WHAT IS EXPECTED: Write out each line beneath this one exactly as it reads.
======== MATERIAL SHOWN
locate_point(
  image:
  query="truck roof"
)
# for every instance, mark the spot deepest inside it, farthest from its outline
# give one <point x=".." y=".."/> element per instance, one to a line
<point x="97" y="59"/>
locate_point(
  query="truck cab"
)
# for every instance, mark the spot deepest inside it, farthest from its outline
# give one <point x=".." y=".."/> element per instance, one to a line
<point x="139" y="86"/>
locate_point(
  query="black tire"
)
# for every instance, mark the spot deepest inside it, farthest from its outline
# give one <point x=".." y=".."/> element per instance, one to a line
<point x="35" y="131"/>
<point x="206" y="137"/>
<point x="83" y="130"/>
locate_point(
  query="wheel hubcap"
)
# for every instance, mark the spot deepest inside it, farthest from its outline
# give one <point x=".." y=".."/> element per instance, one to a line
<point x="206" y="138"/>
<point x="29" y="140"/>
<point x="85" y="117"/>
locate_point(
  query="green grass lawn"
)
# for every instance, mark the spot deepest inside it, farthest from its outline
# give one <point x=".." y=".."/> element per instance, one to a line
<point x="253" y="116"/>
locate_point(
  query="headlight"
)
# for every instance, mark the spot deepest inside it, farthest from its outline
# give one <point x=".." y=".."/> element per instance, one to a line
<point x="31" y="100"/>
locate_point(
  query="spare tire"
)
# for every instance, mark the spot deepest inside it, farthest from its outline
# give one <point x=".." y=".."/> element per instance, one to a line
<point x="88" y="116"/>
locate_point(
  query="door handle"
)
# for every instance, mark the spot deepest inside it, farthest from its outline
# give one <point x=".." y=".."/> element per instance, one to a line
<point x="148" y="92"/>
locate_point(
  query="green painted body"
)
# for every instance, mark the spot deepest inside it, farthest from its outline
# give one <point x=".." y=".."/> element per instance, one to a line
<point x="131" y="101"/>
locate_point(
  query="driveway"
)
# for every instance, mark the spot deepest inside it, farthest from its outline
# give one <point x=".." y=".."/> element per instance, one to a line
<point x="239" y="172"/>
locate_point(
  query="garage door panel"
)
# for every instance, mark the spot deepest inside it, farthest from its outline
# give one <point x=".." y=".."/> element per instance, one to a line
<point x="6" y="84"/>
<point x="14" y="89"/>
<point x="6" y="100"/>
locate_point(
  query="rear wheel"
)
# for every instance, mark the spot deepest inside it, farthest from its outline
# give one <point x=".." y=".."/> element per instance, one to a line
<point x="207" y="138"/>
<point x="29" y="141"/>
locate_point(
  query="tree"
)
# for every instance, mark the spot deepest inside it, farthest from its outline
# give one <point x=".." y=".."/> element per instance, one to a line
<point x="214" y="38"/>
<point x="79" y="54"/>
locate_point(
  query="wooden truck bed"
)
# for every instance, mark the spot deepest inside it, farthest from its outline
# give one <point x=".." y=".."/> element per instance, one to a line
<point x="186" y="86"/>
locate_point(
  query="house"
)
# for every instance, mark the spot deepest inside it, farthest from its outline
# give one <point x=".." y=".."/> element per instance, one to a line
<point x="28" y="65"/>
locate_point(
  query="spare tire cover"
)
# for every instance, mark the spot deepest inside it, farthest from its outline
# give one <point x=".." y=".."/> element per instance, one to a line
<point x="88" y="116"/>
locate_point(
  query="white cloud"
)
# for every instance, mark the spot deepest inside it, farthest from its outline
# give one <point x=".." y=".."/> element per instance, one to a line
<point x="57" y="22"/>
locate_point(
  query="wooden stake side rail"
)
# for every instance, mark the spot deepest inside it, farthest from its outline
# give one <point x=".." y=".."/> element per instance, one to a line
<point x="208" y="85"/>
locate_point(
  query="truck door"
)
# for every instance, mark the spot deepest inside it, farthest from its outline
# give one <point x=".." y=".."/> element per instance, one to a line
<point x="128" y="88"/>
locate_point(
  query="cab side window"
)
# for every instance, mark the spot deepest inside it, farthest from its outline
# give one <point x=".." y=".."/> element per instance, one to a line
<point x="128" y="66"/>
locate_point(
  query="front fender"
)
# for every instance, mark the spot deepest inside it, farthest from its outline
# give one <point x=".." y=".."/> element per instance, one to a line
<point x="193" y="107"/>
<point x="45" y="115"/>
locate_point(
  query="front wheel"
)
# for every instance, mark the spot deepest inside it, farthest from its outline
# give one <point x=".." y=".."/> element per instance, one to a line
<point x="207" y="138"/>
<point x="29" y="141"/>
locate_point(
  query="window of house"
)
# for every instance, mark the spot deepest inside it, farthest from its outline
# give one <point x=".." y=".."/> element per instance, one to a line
================
ANSWER TO THIS EXERCISE:
locate_point(
  image:
  query="truck roof"
)
# for every instance, mark the spot deepest inside it, farthest from its outline
# give one <point x=".." y=".."/> element per instance, one to a line
<point x="97" y="59"/>
locate_point(
  query="truck cab"
)
# for every instance, mark the spot deepest inside it, farthest from its outline
# give one <point x=".." y=".."/> element per instance, one to a line
<point x="139" y="86"/>
locate_point(
  query="black tire"
)
# for every instance, mark the spot deepest inside it, farthest from its outline
# give one <point x=".." y=".."/> element per instance, one to a line
<point x="35" y="131"/>
<point x="206" y="137"/>
<point x="83" y="130"/>
locate_point(
  query="wheel hubcap"
)
# for every instance, mark the spot deepest inside it, farthest from its outline
# give one <point x=".." y=".."/> element per instance, one to a line
<point x="206" y="138"/>
<point x="29" y="140"/>
<point x="85" y="117"/>
locate_point(
  query="green grass lawn"
)
# for every instance, mark the spot deepest inside it, farthest from its outline
# give one <point x=".." y=".."/> element per instance, one to a line
<point x="253" y="116"/>
locate_point(
  query="headlight"
)
# for every instance, mark the spot deepest inside it, farthest from its outline
# give one <point x=".." y=".."/> element per instance, one to a line
<point x="31" y="100"/>
locate_point(
  query="spare tire"
)
# for every instance, mark the spot deepest inside it, farthest from its outline
# give one <point x=".." y=".."/> element per instance, one to a line
<point x="88" y="116"/>
locate_point(
  query="door handle"
)
# for every instance, mark the spot deepest inside it, farthest from its outline
# give one <point x=".." y=".."/> element per instance, one to a line
<point x="148" y="92"/>
locate_point(
  query="green painted body"
)
# for every instance, mark the spot deepest inside it, farthest from its outline
# give one <point x=".." y=".."/> element per instance, one to a line
<point x="131" y="101"/>
locate_point(
  query="driveway"
)
# for every instance, mark the spot deepest inside it, farthest from its outline
# give one <point x=".." y=".."/> element per instance, one to a line
<point x="239" y="172"/>
locate_point(
  query="garage door panel"
)
# for every instance, mark the spot deepest inside it, farthest from its outline
# give one <point x=".." y=".."/> element per instance, one to a line
<point x="6" y="84"/>
<point x="14" y="89"/>
<point x="6" y="100"/>
locate_point(
  query="rear wheel"
)
# for every instance, mark the spot deepest inside it, farthest from its outline
# give one <point x=".." y=".."/> element per instance, one to a line
<point x="207" y="138"/>
<point x="29" y="141"/>
locate_point(
  query="tree"
)
# for every instance, mark the spot deepest inside it, farthest from its outline
# give one <point x=".." y=".."/> element per instance, one to a line
<point x="214" y="38"/>
<point x="79" y="54"/>
locate_point(
  query="wooden truck bed"
)
# for every instance, mark the spot deepest inside it, farthest from its outline
# give one <point x=".." y=".."/> element per instance, one to a line
<point x="186" y="86"/>
locate_point(
  query="house"
)
# for every instance, mark the spot deepest inside it, farthest from its outline
# give one <point x=".." y=".."/> element per instance, one to a line
<point x="28" y="65"/>
locate_point(
  query="spare tire cover"
)
# for every instance, mark the spot deepest inside it, farthest from its outline
# give one <point x=".." y=".."/> element per instance, one to a line
<point x="88" y="116"/>
locate_point(
  query="white cloud"
)
# for every instance, mark the spot deepest inside it, farthest from its outline
# give one <point x=".." y=".."/> element per instance, one to a line
<point x="57" y="22"/>
locate_point(
  query="wooden stake side rail"
)
# for every instance, mark the spot deepest inside it, farthest from its outline
# give one <point x=".." y=".."/> element per instance, one to a line
<point x="208" y="85"/>
locate_point(
  query="truck door"
)
# for every instance, mark the spot deepest inside it, farthest from its outline
# give one <point x=".." y=".."/> element per instance, one to a line
<point x="128" y="88"/>
locate_point(
  query="cab side window"
)
# for every instance, mark the spot deepest inside it, farthest from its outline
# give one <point x=".." y=".."/> element per instance, one to a line
<point x="128" y="66"/>
locate_point(
  query="front fender"
)
# for every instance, mark the spot deepest inside it, farthest from its outline
# give one <point x=".." y=".."/> element per instance, one to a line
<point x="193" y="107"/>
<point x="45" y="115"/>
locate_point(
  query="front wheel"
)
# for every instance, mark the spot deepest inside it, farthest from its outline
# give one <point x=".." y=".."/> element per instance, one to a line
<point x="207" y="138"/>
<point x="29" y="141"/>
locate_point(
  query="window of house"
)
# for every instance, mark the spot deepest inside it, farthest from its outline
# give one <point x=".." y=".."/> element per instance, one to a line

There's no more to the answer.